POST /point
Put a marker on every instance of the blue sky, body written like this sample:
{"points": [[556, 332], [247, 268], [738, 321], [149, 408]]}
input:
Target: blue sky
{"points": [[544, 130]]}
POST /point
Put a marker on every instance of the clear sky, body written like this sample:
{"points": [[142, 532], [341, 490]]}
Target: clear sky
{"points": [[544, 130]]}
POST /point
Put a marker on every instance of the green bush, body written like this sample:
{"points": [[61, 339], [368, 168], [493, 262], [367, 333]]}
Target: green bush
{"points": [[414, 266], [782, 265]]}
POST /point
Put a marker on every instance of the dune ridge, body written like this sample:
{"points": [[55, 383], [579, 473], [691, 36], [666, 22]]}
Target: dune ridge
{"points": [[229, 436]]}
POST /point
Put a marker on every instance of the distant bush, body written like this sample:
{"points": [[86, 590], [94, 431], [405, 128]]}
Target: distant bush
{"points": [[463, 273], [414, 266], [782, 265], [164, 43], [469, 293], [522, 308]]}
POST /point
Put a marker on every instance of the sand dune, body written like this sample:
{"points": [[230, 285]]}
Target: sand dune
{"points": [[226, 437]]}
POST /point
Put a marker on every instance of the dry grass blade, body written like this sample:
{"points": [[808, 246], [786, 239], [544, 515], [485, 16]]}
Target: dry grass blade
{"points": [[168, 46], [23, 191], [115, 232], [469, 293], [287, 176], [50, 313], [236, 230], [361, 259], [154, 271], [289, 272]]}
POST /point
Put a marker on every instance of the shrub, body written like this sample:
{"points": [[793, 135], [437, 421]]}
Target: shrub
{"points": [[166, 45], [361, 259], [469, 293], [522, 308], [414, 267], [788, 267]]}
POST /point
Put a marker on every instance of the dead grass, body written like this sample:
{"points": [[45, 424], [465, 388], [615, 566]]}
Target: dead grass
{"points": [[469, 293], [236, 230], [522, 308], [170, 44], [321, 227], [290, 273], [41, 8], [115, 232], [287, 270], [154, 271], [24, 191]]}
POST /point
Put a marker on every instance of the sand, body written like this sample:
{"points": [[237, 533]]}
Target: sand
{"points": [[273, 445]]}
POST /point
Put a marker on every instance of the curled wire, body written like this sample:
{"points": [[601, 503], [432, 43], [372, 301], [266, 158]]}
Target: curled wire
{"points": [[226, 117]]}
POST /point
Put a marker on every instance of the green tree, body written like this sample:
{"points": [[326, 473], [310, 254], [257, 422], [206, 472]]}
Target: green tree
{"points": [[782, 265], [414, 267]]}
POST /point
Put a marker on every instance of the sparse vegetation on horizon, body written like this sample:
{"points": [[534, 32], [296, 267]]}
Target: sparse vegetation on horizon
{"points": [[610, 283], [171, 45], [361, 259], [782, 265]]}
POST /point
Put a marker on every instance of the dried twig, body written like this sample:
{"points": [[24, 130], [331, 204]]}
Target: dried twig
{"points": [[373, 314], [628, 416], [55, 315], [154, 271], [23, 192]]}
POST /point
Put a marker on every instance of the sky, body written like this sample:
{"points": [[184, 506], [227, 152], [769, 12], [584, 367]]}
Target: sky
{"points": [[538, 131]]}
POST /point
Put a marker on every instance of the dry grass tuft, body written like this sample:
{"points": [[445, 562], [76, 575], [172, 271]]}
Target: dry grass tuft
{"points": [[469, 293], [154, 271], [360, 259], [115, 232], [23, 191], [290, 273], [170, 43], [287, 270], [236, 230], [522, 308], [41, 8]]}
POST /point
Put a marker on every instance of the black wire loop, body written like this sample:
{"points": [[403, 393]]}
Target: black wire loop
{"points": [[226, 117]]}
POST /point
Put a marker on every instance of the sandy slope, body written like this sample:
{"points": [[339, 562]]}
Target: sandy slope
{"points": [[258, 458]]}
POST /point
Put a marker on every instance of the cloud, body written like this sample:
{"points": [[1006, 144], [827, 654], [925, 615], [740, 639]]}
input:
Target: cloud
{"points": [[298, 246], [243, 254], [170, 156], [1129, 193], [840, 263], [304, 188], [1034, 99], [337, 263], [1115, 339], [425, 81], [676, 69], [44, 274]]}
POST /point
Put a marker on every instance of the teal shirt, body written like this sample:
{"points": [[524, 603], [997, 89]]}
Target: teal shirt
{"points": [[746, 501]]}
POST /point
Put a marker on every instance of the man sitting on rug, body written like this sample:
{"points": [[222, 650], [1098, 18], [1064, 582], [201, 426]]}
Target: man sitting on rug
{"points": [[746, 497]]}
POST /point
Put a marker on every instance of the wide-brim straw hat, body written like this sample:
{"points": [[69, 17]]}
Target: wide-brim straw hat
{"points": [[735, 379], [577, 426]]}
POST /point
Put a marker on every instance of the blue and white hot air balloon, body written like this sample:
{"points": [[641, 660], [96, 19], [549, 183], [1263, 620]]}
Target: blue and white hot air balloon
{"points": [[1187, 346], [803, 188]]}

→ WHAT THE TASK ASKS
Restate the data above word for word.

→ COMPLETED EXERCISE
POST /point
Put a marker on every instance of the blue sky, body written like this sample:
{"points": [[556, 332], [247, 268], [738, 321], [149, 408]]}
input:
Target: blue sky
{"points": [[544, 130]]}
POST /point
Put a marker on every instance of the clear sky, body written like this sample:
{"points": [[142, 532], [341, 490]]}
Target: clear sky
{"points": [[544, 130]]}
POST /point
Put a marker on every instance of the green bush, body written like this sample:
{"points": [[61, 339], [368, 168], [493, 262], [367, 333]]}
Target: green bush
{"points": [[414, 266], [782, 265]]}
POST /point
Put a marker on every instance of the dune ridge, body written like this sample:
{"points": [[55, 383], [579, 473], [691, 36], [666, 22]]}
Target: dune ridge
{"points": [[229, 436]]}
POST /point
Put a marker on every instance of the distant bush, body written like this sample:
{"points": [[86, 590], [94, 431], [405, 128]]}
Target: distant bush
{"points": [[463, 273], [414, 266], [782, 265], [164, 43], [469, 293], [522, 308]]}
POST /point
Put a marker on every instance of the sand dune, body written like this sample:
{"points": [[230, 285]]}
Target: sand dune
{"points": [[226, 437]]}
POST /point
Put a marker on every instance of the dry grass blade, body written like this sample:
{"points": [[808, 246], [786, 239], [544, 515], [485, 16]]}
Target: dry grass blade
{"points": [[168, 46], [23, 191], [115, 232], [469, 293], [287, 176], [50, 313], [236, 230], [361, 259], [154, 271], [289, 272]]}
POST /point
Put a marker on every instance of the shrub, body written like this sample:
{"points": [[793, 135], [437, 421]]}
Target: shrub
{"points": [[166, 45], [361, 259], [469, 293], [522, 308], [414, 267], [788, 267]]}
POST /point
Put a marker on every instance of the dead grass, body written like this sample:
{"points": [[45, 424], [465, 388], [615, 566]]}
Target: dead grass
{"points": [[469, 293], [236, 230], [522, 308], [170, 44], [321, 227], [290, 273], [41, 8], [115, 232], [287, 270], [154, 271], [24, 191]]}
POST /point
Put a marker on every instance of the sand, body written like this sample:
{"points": [[237, 533]]}
Target: sand
{"points": [[273, 445]]}
POST /point
Put a marker on every instance of the curled wire, body written like this sample:
{"points": [[601, 503], [432, 43], [372, 301], [266, 158]]}
Target: curled wire
{"points": [[226, 117]]}
POST /point
Put a marker on every instance of the green tree, body written like this sample:
{"points": [[326, 473], [310, 254], [257, 422], [206, 472]]}
Target: green tree
{"points": [[782, 265], [414, 267]]}
POST /point
Put a marker on every instance of the sparse vegetation on horizon, body written like this sample:
{"points": [[534, 32], [296, 267]]}
Target: sparse vegetation on horizon
{"points": [[610, 283], [171, 45], [361, 259], [782, 265]]}
POST /point
Put a marker on every instance of the dried twig, body written like this sample:
{"points": [[24, 130], [331, 204]]}
Target: dried twig
{"points": [[373, 314], [628, 416], [55, 315], [154, 271], [23, 192]]}
POST /point
Put a marker on every instance of the sky, body written like this sample:
{"points": [[184, 506], [227, 152], [769, 12], [584, 367]]}
Target: sky
{"points": [[538, 131]]}
POST /point
Put a marker on every instance of the dry grass tuft, body written like this sample:
{"points": [[445, 562], [76, 575], [172, 271]]}
Target: dry grass tuft
{"points": [[469, 293], [154, 271], [360, 259], [115, 232], [23, 191], [290, 273], [170, 43], [287, 270], [236, 230], [522, 308], [41, 8]]}
POST /point
Put a marker on every instance of the black wire loop, body written like this sample:
{"points": [[403, 393]]}
Target: black wire loop
{"points": [[226, 117]]}
POST /point
Put a marker on every instance of the sandy slope, body written like this sample:
{"points": [[339, 562]]}
Target: sandy slope
{"points": [[258, 458]]}
POST /point
Put a marker on every instance of the cloud, body written like this sample:
{"points": [[1006, 144], [827, 654], [925, 615], [740, 639]]}
input:
Target: cloud
{"points": [[298, 246], [243, 254], [170, 156], [1129, 193], [840, 263], [304, 188], [1034, 99], [337, 263], [1115, 339], [425, 81], [676, 69], [44, 274]]}
POST /point
Put a marker on every instance of the teal shirt, body written like this sample:
{"points": [[524, 603], [997, 89]]}
Target: teal shirt
{"points": [[746, 501]]}
POST /point
Put a marker on every instance of the man sitting on rug, body written like this sample:
{"points": [[222, 650], [1098, 18], [1064, 582], [201, 426]]}
Target: man sitting on rug
{"points": [[746, 497]]}
POST /point
Put a marker on every instance of the wide-brim straw hat, body written like this sample:
{"points": [[69, 17]]}
Target: wide-brim straw hat
{"points": [[735, 379], [577, 426]]}
POST /point
Put a marker on every instance of the blue and white hot air balloon, body written like this sample:
{"points": [[641, 660], [96, 19], [549, 183], [1263, 620]]}
Target: blue and white hot air balloon
{"points": [[1187, 346], [803, 188]]}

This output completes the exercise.